··· DATA FOR THE TASK
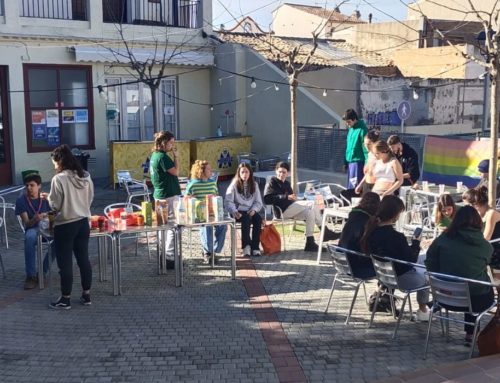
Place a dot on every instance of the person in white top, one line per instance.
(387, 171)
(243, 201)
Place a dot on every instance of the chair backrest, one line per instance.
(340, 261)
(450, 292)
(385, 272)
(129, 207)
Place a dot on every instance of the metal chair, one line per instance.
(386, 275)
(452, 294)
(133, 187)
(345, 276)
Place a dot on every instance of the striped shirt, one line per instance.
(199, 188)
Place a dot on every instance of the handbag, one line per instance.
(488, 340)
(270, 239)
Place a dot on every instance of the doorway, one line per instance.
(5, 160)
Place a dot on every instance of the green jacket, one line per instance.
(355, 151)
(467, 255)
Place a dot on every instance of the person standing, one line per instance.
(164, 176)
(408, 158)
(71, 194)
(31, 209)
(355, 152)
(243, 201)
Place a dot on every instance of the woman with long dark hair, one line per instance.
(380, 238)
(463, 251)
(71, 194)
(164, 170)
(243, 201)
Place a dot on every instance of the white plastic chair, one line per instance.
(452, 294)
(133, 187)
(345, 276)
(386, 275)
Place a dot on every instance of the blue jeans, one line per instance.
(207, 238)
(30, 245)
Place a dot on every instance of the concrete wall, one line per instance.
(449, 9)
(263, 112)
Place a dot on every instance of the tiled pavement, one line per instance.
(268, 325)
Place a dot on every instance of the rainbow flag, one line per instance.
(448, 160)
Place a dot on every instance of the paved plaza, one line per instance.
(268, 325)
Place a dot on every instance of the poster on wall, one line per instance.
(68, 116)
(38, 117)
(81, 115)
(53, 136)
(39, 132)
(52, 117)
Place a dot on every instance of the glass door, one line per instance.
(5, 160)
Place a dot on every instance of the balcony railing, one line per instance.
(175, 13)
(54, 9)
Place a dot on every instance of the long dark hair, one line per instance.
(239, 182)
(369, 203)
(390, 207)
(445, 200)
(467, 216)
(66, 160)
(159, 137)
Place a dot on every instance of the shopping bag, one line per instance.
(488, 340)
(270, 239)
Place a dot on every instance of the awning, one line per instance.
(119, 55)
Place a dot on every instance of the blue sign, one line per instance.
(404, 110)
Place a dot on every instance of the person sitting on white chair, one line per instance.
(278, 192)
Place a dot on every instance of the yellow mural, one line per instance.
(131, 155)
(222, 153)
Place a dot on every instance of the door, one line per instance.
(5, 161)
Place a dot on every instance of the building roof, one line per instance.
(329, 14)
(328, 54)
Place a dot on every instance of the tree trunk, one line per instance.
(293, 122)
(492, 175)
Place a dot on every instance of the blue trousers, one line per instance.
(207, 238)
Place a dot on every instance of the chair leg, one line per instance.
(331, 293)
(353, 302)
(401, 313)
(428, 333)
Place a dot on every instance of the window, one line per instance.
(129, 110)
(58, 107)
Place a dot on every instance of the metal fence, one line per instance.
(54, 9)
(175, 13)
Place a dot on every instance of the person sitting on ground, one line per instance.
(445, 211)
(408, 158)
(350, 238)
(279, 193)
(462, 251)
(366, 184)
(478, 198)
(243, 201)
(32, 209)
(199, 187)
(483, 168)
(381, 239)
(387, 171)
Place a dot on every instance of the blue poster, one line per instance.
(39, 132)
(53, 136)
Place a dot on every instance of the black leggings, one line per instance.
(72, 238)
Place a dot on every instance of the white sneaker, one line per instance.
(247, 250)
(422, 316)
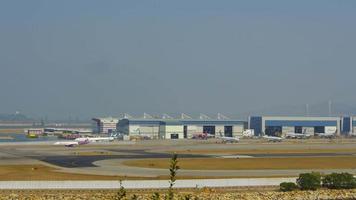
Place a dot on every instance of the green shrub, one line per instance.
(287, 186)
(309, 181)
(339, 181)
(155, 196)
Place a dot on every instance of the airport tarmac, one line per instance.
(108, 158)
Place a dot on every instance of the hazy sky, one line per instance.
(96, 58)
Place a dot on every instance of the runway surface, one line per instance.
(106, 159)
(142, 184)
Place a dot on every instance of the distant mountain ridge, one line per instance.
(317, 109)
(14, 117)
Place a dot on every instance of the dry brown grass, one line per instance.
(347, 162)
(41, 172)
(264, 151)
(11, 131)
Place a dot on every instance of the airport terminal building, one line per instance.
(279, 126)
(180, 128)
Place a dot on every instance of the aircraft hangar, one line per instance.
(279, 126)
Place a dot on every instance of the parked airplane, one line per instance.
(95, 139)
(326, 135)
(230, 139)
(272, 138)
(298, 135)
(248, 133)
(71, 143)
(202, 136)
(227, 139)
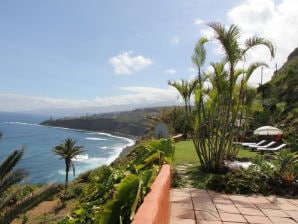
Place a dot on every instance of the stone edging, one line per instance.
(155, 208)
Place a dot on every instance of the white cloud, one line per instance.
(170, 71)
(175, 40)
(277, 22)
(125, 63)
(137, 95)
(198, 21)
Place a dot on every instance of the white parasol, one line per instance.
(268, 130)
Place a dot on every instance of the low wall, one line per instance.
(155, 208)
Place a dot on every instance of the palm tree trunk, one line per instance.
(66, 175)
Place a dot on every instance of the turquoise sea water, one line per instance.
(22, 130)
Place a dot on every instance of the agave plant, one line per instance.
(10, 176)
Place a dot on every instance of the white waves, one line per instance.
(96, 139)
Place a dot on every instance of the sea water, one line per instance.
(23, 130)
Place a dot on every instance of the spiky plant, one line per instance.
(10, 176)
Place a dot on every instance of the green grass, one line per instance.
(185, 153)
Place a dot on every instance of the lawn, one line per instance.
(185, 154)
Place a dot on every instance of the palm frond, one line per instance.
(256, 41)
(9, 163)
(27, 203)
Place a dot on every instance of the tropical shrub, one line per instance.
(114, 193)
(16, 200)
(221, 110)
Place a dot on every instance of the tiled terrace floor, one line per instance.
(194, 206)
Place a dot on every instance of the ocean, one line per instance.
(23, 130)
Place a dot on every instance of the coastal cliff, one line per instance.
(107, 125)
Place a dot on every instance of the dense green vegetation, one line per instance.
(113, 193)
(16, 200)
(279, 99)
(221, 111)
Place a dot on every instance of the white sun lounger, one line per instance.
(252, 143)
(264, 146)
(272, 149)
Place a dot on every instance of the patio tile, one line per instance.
······
The expected output is the full material above, unaltered, with pictures removed.

Place a dot on every instance of the person in white top, one line per instance.
(387, 171)
(243, 201)
Place a dot on every instance of the chair backrest, one line per instance.
(340, 261)
(450, 292)
(385, 272)
(129, 207)
Place a dot on every instance of the metal chair, one line per instance.
(386, 275)
(452, 294)
(133, 187)
(345, 276)
Place a dot on every instance of the striped shirt, one line per instance.
(199, 188)
Place a dot on every instance of the handbag, one line per instance.
(488, 340)
(270, 239)
Place a dot on every instance of the doorway, one line per instance.
(5, 160)
Place a dot on every instance of the green jacket, one line per instance.
(355, 151)
(467, 255)
Place a dot on every instance of the person standing, one line per instance.
(164, 176)
(408, 158)
(71, 194)
(31, 209)
(355, 152)
(243, 201)
Place a dot on every instance of the woman with long dark hair, one line per instance.
(380, 238)
(463, 251)
(71, 194)
(164, 170)
(243, 201)
Place a dot on every instance of the white plastic chair, one line per instance.
(452, 294)
(133, 187)
(345, 276)
(386, 275)
Place a dot on every instance of the blue jeans, one line per instance.
(207, 238)
(30, 245)
Place a dot on every instance of the concrete wall, one line per instance.
(449, 9)
(263, 112)
Place a dot on every instance of the tiled pavement, one line per instance.
(268, 325)
Place a dot on every instance of the rainbow flag, one line per instance.
(448, 160)
Place a dot on every instance of the paved plaza, one line per instance.
(268, 325)
Place a dot on every instance of the poster on wall, one line per instance.
(68, 116)
(38, 117)
(81, 115)
(53, 136)
(39, 132)
(52, 117)
Place a dot on every instance of the glass door, one line per instance.
(5, 160)
Place a dot on every instance of the balcony railing, one line per instance.
(175, 13)
(54, 9)
Place a dot on every instance of the long dark hair, one line per instance.
(239, 182)
(369, 203)
(390, 207)
(445, 200)
(467, 216)
(66, 160)
(159, 137)
Place a dot on every instance of the shopping bag, one line per instance.
(488, 340)
(270, 239)
Place a dot on every instance of the awning, one line per instance.
(119, 55)
Place a dot on every instance of the blue sign, one line per instance.
(404, 110)
Place a dot on every instance of the person sitting on white chair, one line per instance.
(278, 192)
Place a dot on every instance of the yellow mural, one line per instance.
(131, 155)
(222, 153)
Place a dot on every instance of the door, one line per instance.
(5, 161)
Place a dot on every instance of the building roof, one line per instance.
(329, 14)
(328, 54)
Place a dot on every instance of the tree trunk, one line per instance.
(293, 122)
(492, 175)
Place a dot on every instance of the blue trousers, one line per instance.
(207, 238)
Place a dot on every instance of the chair leg, one line per instance.
(331, 293)
(353, 302)
(401, 313)
(428, 333)
Place a dot on every instance of the window, one line per instance.
(129, 110)
(58, 107)
Place a dot on every instance of the metal fence, one line per instance.
(54, 9)
(175, 13)
Place a dot on every instance of the person sitting on ground, one line per instance.
(445, 211)
(408, 158)
(350, 238)
(279, 193)
(462, 251)
(366, 184)
(478, 198)
(243, 201)
(32, 209)
(199, 187)
(483, 168)
(381, 239)
(387, 171)
Place a dot on every instance of the blue poster, one line per instance.
(39, 132)
(53, 136)
Place a dot on every instance of the black leggings, one line per instance.
(72, 238)
Place a dot on every instance of the white sneaker, one line per instance.
(247, 250)
(422, 316)
Place a dot on every instance of the green shrub, one line per instance.
(287, 186)
(309, 181)
(339, 181)
(155, 196)
Place a dot on every instance of the airport tarmac, one line per instance.
(108, 158)
Place a dot on every instance of the hazy sky, one line per instance.
(96, 58)
Place a dot on every instance of the runway surface, one line per instance.
(106, 159)
(142, 184)
Place a dot on every instance of the distant mountain ridge, one line per instance.
(317, 109)
(14, 117)
Place a dot on every instance of the dry brown grass, one line per instance.
(347, 162)
(41, 172)
(264, 151)
(11, 131)
Place a dot on every instance of the airport terminal building, one line per instance.
(279, 126)
(180, 128)
Place a dot on every instance of the aircraft hangar, one line per instance.
(279, 126)
Place a dot on every instance of the parked airplane, one line per instance.
(95, 139)
(326, 135)
(230, 139)
(272, 138)
(298, 135)
(248, 133)
(71, 143)
(202, 136)
(227, 139)
Place a dot on every instance of the stone edging, one line per instance.
(155, 208)
Place a dot on every instance of the white cloud, one line per instance.
(170, 71)
(175, 40)
(277, 22)
(125, 63)
(137, 95)
(198, 21)
Place a dot on every instance of the white parasol, one line per instance.
(268, 130)
Place a dot on every instance of the low wall, one line per instance.
(155, 208)
Place a dot on every instance of the palm tree trunk, one line per instance.
(66, 175)
Place a dot on every instance of the turquoise sea water, one line per instance.
(22, 130)
Place a dot on every instance of the agave plant, one line per instance.
(10, 176)
Place a dot on every instance of the white waves, one line per instance.
(96, 139)
Place a dot on every instance of the sea water, one line per instance.
(23, 130)
Place a dot on every instance of the spiky plant, one line per instance.
(10, 176)
Place a dot on every instance of the green grass, one line per instance.
(185, 153)
Place a dot on every instance of the lawn, one line per instance.
(185, 154)
Place a dot on every instance of the palm frond, one line per instance.
(256, 41)
(9, 163)
(27, 203)
Place a dot on every instance of the tropical shrub, one line per instance.
(114, 193)
(16, 200)
(221, 110)
Place a dot on every instance of the tiled terrace floor, one line per instance.
(194, 206)
Place a dot on every instance of the ocean, one line per instance.
(23, 130)
Place a dot on every instance of the coastal cliff, one line per instance.
(107, 125)
Place a dot on every instance of the dense green vegetation, one line per instance.
(113, 193)
(16, 200)
(279, 99)
(221, 111)
Place a dot on every instance of the white sun lounger, one line per instance.
(252, 143)
(264, 146)
(272, 149)
Place a dot on every instance of the patio tile, one line per instance.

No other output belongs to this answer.